TAREA BREVE » Reproduzca literalmente el pasaje del texto sobre el restaurante L'Olivé que va desde "Josep Olivé (1953)" hasta "del paisaje hogareño.".

TEXTO »
Josep Olivé (1953) procede de una familia de Sant Joan Despí dedicada al campo, concretamente a cultivar fruta: sí, han oído bien, en Sant Joan Despí, donde hoy surgen hoteles y cadenas de televisión, no hace mucho había árboles frutales. La familia Olivé no tenía relación alguna con el mundo de la restauración, pero la cocina de la masía funcionaba a pleno rendimiento, y con mucho criterio. "En casa siempre me dieron bien de comer", sintetiza Olivé. Y ahí estuvo su fortuna: en ponerse a servir eficazmente, en un local saneado en lugar de los hipervalorados cuchitriles de la época, esa cocina de casa que no se impone, sino que acompaña: buenos embutidos, canelones, arròs a la cassola, bacallà esqueixat, fricandó, mandonguilles amb sípia o confit d'ànec. Recetas todas ellas que, como los frutales, se hallaban en vías de extinción del paisaje hogareño.
¿La crisis? "Complicada. Pero no es la primera que afrontamos y espero que sobreviviremos"
Olivé tuvo también ese punto de suerte imprescindible para que los proyectos prosperen. Dio con Josep Balaguer, su jefe de cocina en estos 25 años. Balaguer había pasado por Els Arcs de Sant Gervasi de la calle de Santaló. Y antes aún, por La Masia de Esplugues de Llobregat, donde por cierto también trabajaba Francesc Grau, que algo más tarde se uniría a L'Olivé. El miércoles, en el actual restaurante, que ahora está en Balmes con Diputació, se les veía a los tres muy cómplices, mientras el jefe soplaba las velas del cuarto de siglo sobre una crema de Sant Josep como Dios manda, fresca de nevera -la plancha caliente ha velado muchas deshonestidades-, con sabor a limón y canela, y con tropezones de melindro. Mi abuela la hacía igual.

INFORMACIÓN PROPORCIONADA »
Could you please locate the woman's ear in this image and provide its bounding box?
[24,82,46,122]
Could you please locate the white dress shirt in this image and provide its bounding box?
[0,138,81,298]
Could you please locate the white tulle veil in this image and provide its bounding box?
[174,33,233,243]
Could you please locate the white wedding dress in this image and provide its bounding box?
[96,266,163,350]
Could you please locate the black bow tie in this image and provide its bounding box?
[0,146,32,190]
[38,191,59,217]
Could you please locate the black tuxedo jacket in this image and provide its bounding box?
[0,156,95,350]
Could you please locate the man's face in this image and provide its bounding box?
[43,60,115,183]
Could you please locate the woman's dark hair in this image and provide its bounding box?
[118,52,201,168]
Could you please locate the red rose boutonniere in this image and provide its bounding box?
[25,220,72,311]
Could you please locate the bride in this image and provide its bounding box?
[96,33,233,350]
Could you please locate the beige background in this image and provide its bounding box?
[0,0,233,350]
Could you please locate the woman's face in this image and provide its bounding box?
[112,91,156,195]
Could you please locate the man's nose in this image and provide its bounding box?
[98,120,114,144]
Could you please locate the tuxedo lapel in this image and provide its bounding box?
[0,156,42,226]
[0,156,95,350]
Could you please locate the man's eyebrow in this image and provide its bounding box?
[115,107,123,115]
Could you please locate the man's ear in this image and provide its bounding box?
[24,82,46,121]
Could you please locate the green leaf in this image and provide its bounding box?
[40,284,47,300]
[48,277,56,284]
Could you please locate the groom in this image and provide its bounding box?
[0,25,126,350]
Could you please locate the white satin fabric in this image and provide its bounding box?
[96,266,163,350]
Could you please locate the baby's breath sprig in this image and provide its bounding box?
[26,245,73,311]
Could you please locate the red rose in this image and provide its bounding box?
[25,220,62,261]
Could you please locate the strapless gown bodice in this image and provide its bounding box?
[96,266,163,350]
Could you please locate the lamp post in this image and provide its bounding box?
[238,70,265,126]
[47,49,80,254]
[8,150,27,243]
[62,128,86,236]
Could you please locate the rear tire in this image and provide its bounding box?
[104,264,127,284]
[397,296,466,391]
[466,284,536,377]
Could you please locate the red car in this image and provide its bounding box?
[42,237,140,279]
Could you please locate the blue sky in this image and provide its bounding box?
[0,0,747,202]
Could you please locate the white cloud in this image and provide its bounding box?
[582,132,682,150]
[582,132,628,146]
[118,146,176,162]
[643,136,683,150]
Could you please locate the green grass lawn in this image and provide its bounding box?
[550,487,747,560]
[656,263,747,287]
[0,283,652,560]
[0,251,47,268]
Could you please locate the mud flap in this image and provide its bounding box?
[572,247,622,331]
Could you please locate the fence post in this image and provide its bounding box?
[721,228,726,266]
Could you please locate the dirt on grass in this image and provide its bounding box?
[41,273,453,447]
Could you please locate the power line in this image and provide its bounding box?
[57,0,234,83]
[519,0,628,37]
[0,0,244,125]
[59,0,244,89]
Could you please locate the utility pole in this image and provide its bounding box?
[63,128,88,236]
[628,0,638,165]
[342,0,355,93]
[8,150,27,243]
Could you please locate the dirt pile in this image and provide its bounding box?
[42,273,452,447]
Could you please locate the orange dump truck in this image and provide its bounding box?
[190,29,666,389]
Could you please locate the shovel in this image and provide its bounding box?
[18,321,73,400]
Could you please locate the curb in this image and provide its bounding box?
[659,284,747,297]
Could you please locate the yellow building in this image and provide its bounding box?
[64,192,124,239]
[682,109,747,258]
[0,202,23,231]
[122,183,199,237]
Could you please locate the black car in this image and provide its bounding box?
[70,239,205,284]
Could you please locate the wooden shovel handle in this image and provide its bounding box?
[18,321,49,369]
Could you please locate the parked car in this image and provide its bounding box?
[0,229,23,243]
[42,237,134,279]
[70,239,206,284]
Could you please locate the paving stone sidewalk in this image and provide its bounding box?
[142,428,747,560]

RESULTADO DE LA TAREA »
Josep Olivé (1953) procede de una familia de Sant Joan Despí dedicada al campo, concretamente a cultivar fruta: sí, han oído bien, en Sant Joan Despí, donde hoy surgen hoteles y cadenas de televisión, no hace mucho había árboles frutales. La familia Olivé no tenía relación alguna con el mundo de la restauración, pero la cocina de la masía funcionaba a pleno rendimiento, y con mucho criterio. "En casa siempre me dieron bien de comer", sintetiza Olivé. Y ahí estuvo su fortuna: en ponerse a servir eficazmente, en un local saneado en lugar de los hipervalorados cuchitriles de la época, esa cocina de casa que no se impone, sino que acompaña: buenos embutidos, canelones, arròs a la cassola, bacallà esqueixat, fricandó, mandonguilles amb sípia o confit d'ànec. Recetas todas ellas que, como los frutales, se hallaban en vías de extinción del paisaje hogareño.